▸ **Selected text**
*** Block opens ***
There’s been a lot of uncertainty over the $65 billion permanent fund’s future.

But Nome Democratic Rep. Neal Foster said Senate Bill 26 removes that uncertainty. Both legislative chambers passed it Tuesday.

“The Permanent Fund Corporation has been asking for stability and predictability, so that they can plan how they invest,” Foster said. “SB 26 allows that to happen.”

Alaska’s state government is spending $2.4 billion more than it’s bringing in, in taxes, fees and oil royalties. And the piggy bank it’s used to cover past deficits – the Constitutional Budget Reserve – is low.

The bill draws roughly 5 percent of the fund’s market value.

“SB 26 does not specify how these funds are to be split,” Foster said. “That will be left to future legislatures to determine.”

In the Senate, Eagle River Republican Sen. Anna MacKinnon said limiting the draw prevents the Legislature from spending down fund earnings so that dividends disappear.

“The bill before us guarantees Alaska’s dividends into the future, for my children and my grandchildren,” MacKinnon said.
*** Block closes ***
▸ **Assigned task A**
According to the Permanent Fund article, roughly what share of the fund's market value does Senate Bill 26 draw?
▸ **Assigned task B**
What sources of revenue for Alaska's state government does the Permanent Fund article name? List every one.
▸ **Assigned task C**
From the Permanent Fund article, repeat the passage that begins at the words "But Nome Democratic" and stops after "fund’s market value.".

▸ **Data**
*** Block opens ***
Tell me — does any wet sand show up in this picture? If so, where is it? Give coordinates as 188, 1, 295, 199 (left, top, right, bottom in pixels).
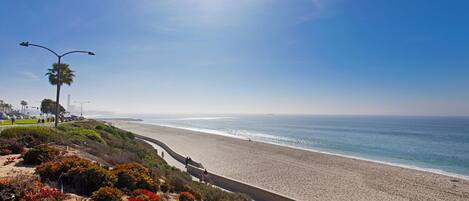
*** Block closes ***
▸ **Answer section A**
Roughly 5 percent.

▸ **Answer section B**
Taxes, fees and oil royalties.

▸ **Answer section C**
But Nome Democratic Rep. Neal Foster said Senate Bill 26 removes that uncertainty. Both legislative chambers passed it Tuesday.

“The Permanent Fund Corporation has been asking for stability and predictability, so that they can plan how they invest,” Foster said. “SB 26 allows that to happen.”

Alaska’s state government is spending $2.4 billion more than it’s bringing in, in taxes, fees and oil royalties. And the piggy bank it’s used to cover past deficits – the Constitutional Budget Reserve – is low.

The bill draws roughly 5 percent of the fund’s market value.